> _Material to process_:
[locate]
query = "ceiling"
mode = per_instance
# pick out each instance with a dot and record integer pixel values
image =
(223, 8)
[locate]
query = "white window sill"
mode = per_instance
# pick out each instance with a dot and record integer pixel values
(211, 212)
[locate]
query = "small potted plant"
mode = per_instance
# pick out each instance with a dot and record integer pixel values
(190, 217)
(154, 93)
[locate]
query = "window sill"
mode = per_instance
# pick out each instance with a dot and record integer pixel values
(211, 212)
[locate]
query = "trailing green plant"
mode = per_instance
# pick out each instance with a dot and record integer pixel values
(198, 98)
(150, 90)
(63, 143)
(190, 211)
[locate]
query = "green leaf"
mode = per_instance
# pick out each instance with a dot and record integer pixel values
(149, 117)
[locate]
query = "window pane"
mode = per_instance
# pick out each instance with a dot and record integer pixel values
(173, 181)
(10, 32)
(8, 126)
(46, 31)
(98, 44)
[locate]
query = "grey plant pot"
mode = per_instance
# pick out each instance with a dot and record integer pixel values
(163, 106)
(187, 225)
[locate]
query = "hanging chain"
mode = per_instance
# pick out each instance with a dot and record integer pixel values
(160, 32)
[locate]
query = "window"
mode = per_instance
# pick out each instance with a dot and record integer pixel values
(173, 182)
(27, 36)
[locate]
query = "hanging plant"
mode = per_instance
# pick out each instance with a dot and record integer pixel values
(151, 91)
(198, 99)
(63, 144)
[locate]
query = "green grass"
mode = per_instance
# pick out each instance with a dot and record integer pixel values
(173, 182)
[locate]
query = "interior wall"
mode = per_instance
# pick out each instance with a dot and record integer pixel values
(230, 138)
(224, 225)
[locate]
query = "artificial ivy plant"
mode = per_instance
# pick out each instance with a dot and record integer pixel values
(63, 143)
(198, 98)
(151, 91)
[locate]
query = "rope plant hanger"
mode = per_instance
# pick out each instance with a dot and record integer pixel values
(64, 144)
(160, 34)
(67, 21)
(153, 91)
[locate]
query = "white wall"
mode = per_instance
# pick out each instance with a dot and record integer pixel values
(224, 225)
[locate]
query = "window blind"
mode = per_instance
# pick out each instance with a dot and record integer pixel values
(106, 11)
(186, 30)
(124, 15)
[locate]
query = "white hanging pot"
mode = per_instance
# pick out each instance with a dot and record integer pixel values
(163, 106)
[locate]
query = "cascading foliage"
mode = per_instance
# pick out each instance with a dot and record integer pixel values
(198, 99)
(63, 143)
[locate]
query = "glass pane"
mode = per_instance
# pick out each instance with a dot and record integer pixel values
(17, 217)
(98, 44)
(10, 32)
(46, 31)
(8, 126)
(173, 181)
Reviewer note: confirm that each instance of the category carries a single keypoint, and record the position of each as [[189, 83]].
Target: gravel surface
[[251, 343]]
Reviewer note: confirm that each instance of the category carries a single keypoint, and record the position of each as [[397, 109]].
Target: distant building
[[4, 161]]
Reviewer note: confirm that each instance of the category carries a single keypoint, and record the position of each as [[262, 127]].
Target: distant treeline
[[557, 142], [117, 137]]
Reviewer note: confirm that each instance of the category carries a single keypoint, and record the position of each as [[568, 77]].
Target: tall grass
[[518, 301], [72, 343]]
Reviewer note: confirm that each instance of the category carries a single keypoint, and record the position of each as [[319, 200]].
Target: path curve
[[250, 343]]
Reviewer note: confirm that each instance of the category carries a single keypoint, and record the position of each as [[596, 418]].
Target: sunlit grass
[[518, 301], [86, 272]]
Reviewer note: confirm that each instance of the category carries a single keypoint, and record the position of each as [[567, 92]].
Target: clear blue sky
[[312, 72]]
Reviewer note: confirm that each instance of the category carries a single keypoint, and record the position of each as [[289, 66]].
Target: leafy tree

> _What this task involves_:
Across the whole listing, every line must be copied exactly.

> _Response_:
[locate]
query = "ceiling"
mode = per_instance
# pick out each instance with a dot and record integer pixel values
image =
(223, 8)
[locate]
query = "white window sill"
mode = per_instance
# pick out each instance with a dot and record integer pixel values
(211, 212)
[locate]
query = "small potted plant"
mode = per_instance
# pick out each instance with a dot and record integer pixel values
(190, 217)
(154, 93)
[locate]
query = "window sill"
mode = per_instance
# pick out each instance with a dot and record integer pixel values
(211, 212)
[locate]
query = "trailing green plant"
mode = per_instance
# pick out each instance with a dot and record integer pixel values
(198, 98)
(150, 90)
(63, 143)
(190, 211)
[locate]
query = "green leaf"
mode = per_instance
# pick out each instance with a dot and record integer pixel values
(149, 117)
[locate]
query = "window pane"
mode = per_instance
# pick out each instance with a dot and record integer pixel values
(173, 181)
(10, 32)
(8, 126)
(46, 31)
(98, 44)
[locate]
query = "grey plant pot"
mode = per_instance
# pick out each instance with a dot and record integer pixel values
(163, 106)
(187, 225)
[locate]
query = "hanging chain"
mode = per_instance
# pick out each instance with a dot and record integer pixel values
(160, 32)
[locate]
query = "window"
mode = per_instance
# pick out each instance with a dot and record integer pixel values
(173, 182)
(27, 36)
[locate]
query = "hanging plant"
mode = per_instance
# pick out each instance with a dot and record integer pixel values
(151, 91)
(198, 99)
(63, 144)
[locate]
query = "green grass"
mode = per_instance
# pick out each instance with a dot and record integer pixel values
(173, 182)
[locate]
query = "interior wall"
mode = per_instance
# pick out each instance with a dot and record integer pixel values
(230, 138)
(224, 225)
[locate]
query = "artificial ivy plant"
mode = per_instance
# pick out each instance with a dot and record integer pixel values
(63, 143)
(198, 98)
(151, 91)
[locate]
query = "rope plant hanger"
mode = per_instance
# pick out each instance with a dot and record integer pixel values
(64, 144)
(160, 34)
(67, 21)
(153, 91)
[locate]
query = "white wall"
mode = per_instance
# pick out each instance with a dot and record integer pixel values
(224, 225)
[locate]
query = "window blind"
mode = per_instance
# pick out each instance with a dot and record integer pixel values
(106, 11)
(186, 30)
(124, 15)
[locate]
query = "white hanging pot"
mode = per_instance
# pick out each instance with a dot and record integer pixel values
(163, 106)
[locate]
query = "cascading foliage"
mode = per_instance
# pick out each instance with a dot and record integer pixel values
(198, 99)
(63, 143)
[locate]
query = "glass pane"
mode = per_instance
# pick out each instance with a dot and record integer pixel values
(17, 217)
(98, 44)
(10, 32)
(46, 31)
(8, 126)
(173, 181)
Reviewer note: confirm that each instance of the category carries a single keypoint, and record the position of each as [[189, 83]].
Target: gravel surface
[[251, 343]]
Reviewer note: confirm that each instance of the category carries a single keypoint, and record the position of each as [[397, 109]].
Target: distant building
[[4, 161]]
Reviewer note: confirm that each instance of the category carries a single keypoint, and record the position of each as [[262, 127]].
Target: distant treeline
[[557, 142], [117, 137]]
Reviewer note: confirm that each instance of the category carries a single keypoint, and record the position of each as [[568, 77]].
Target: tall grass
[[518, 301], [72, 343]]
Reviewer note: confirm that each instance of the category carries a single keypoint, and record the position of each as [[319, 200]].
Target: path curve
[[250, 343]]
Reviewer note: confirm that each instance of the category carries a single keypoint, and record the position of each as [[596, 418]].
Target: sunlit grass
[[518, 301], [86, 272]]
Reviewer note: confirm that each instance of the category carries a single keypoint, and record the position of each as [[567, 92]].
Target: clear blue sky
[[312, 72]]
Reviewer note: confirm that each instance of the category carries a single keypoint, and record the position of each as [[289, 66]].
Target: leafy tree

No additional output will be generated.